§ **The request**: Transcribe verbatim the rows below, from the line containing "Could you identify the car window" through the last row, inclusive.

§ **Available records**:
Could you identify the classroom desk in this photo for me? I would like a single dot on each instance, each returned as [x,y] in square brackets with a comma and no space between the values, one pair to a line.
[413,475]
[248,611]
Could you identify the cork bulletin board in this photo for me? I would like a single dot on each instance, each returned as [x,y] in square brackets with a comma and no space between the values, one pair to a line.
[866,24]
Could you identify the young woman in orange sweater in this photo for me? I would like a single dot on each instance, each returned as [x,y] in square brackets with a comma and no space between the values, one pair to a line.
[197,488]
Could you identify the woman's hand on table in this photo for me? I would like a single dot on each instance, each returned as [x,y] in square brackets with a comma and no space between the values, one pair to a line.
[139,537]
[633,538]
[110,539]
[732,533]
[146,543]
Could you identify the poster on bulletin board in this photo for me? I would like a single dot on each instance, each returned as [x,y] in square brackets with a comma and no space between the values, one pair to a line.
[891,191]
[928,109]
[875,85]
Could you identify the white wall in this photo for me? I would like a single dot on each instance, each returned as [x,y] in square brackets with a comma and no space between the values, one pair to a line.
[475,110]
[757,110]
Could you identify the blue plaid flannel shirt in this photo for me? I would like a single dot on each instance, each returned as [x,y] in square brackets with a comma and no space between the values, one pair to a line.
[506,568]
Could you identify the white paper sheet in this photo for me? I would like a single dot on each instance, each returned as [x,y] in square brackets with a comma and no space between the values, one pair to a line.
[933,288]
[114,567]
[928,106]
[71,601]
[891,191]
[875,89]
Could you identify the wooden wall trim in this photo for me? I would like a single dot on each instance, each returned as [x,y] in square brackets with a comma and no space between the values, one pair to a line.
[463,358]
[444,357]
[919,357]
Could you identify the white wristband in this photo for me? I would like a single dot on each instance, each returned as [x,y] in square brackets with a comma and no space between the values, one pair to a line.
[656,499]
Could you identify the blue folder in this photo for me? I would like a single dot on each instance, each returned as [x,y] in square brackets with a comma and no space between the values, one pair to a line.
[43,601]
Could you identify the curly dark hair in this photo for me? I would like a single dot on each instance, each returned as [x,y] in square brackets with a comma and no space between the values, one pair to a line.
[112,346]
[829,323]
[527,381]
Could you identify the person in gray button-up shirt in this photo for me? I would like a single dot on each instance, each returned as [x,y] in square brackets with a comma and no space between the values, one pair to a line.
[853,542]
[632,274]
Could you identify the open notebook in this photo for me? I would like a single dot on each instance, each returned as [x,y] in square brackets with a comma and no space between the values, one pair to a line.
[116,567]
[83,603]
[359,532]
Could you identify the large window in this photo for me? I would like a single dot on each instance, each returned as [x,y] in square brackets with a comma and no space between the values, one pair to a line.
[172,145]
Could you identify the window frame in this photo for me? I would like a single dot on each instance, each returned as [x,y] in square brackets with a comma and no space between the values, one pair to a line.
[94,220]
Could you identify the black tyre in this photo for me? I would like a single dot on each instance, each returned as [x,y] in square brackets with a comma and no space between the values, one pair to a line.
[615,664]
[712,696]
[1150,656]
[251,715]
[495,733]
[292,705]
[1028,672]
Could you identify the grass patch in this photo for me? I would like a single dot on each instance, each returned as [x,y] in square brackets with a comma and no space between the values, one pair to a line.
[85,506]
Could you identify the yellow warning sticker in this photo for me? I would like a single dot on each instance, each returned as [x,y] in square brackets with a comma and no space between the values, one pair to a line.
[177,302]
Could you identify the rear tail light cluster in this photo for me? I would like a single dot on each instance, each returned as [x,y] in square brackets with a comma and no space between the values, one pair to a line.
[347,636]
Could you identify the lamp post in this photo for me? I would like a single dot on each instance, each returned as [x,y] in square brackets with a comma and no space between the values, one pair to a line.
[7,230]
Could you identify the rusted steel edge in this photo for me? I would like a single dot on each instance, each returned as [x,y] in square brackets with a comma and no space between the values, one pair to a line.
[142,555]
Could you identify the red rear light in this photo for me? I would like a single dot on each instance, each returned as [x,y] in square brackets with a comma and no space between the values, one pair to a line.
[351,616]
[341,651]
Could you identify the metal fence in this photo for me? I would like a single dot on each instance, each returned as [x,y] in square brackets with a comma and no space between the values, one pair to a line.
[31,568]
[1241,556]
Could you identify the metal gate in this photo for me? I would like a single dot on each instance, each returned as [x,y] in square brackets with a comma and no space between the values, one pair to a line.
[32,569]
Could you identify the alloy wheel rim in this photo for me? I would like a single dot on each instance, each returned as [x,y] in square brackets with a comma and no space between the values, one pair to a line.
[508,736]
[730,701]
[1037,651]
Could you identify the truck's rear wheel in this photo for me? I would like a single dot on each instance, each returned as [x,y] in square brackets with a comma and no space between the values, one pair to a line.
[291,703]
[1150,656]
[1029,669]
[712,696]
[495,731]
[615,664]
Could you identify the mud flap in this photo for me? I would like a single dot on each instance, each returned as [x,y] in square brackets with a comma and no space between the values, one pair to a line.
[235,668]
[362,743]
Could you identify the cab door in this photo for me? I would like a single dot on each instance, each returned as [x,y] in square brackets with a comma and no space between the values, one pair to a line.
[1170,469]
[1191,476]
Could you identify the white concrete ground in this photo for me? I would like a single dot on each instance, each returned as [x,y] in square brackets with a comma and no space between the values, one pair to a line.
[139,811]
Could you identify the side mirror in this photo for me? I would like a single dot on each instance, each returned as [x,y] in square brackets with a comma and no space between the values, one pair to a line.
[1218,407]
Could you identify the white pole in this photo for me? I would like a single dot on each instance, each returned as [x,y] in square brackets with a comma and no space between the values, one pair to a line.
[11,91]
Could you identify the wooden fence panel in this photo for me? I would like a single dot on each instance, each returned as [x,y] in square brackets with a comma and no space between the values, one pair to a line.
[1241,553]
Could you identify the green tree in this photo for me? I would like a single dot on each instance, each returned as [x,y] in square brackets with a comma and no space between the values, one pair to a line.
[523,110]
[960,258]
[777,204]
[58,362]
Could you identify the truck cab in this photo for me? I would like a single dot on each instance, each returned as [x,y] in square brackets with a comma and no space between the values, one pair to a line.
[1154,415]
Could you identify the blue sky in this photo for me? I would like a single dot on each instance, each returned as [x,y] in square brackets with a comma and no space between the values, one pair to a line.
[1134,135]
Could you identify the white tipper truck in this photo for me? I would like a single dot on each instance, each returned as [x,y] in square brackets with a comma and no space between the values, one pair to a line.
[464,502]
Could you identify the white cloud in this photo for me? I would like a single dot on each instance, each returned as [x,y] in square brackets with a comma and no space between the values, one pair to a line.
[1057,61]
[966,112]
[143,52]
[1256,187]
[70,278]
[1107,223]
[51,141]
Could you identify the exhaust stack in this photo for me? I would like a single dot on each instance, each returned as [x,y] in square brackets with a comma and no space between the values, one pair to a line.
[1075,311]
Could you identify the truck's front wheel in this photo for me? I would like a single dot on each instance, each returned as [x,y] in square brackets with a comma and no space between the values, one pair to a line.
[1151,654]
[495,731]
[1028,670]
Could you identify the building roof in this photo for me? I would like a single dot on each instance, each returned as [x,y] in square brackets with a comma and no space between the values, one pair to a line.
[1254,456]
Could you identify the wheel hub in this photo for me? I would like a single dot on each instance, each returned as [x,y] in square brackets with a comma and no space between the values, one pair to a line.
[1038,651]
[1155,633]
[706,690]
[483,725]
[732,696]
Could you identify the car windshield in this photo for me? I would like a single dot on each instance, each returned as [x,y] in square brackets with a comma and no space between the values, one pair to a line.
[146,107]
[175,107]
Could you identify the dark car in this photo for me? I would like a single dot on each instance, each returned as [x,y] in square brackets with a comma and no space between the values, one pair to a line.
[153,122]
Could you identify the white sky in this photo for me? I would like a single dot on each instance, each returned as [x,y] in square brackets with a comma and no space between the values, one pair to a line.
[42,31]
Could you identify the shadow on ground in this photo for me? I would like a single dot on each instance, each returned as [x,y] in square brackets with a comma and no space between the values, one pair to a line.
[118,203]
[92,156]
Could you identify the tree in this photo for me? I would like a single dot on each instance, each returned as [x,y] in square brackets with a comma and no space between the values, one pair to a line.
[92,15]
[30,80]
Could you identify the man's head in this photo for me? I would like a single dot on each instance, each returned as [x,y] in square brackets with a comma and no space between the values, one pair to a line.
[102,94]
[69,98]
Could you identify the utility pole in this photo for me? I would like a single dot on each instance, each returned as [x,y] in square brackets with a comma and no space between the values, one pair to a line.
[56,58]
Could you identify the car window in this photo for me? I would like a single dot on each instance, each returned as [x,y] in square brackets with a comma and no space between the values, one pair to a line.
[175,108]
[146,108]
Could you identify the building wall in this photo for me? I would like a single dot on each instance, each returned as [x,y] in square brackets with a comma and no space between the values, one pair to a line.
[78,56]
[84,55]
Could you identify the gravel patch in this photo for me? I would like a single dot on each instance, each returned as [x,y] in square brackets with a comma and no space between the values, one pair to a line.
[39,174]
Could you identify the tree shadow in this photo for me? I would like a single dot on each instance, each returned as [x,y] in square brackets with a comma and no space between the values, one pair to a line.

§ **Reply**:
Could you identify the car window in this photo for me? I would like a single dot on each instance, each returned as [x,y] in square brackets with a comma and no space between the values, one pair to a line.
[175,108]
[146,108]
Could you identify the building wall in this photo for me? I would like a single dot on each instance, each returned as [x,y] in square brackets with a comma and no space between the values, one pair to a line.
[78,56]
[84,55]
Could you identify the gravel patch in this photo for me? I would like a single dot on each instance, each returned as [x,y] in square brackets with a comma and no space between the values, one pair to a line.
[39,174]
Could you identify the tree shadow in this photo for me? I would like a single dot on each instance, each returned as [x,y] in square brackets with a comma and no space between the values, one pair to a line.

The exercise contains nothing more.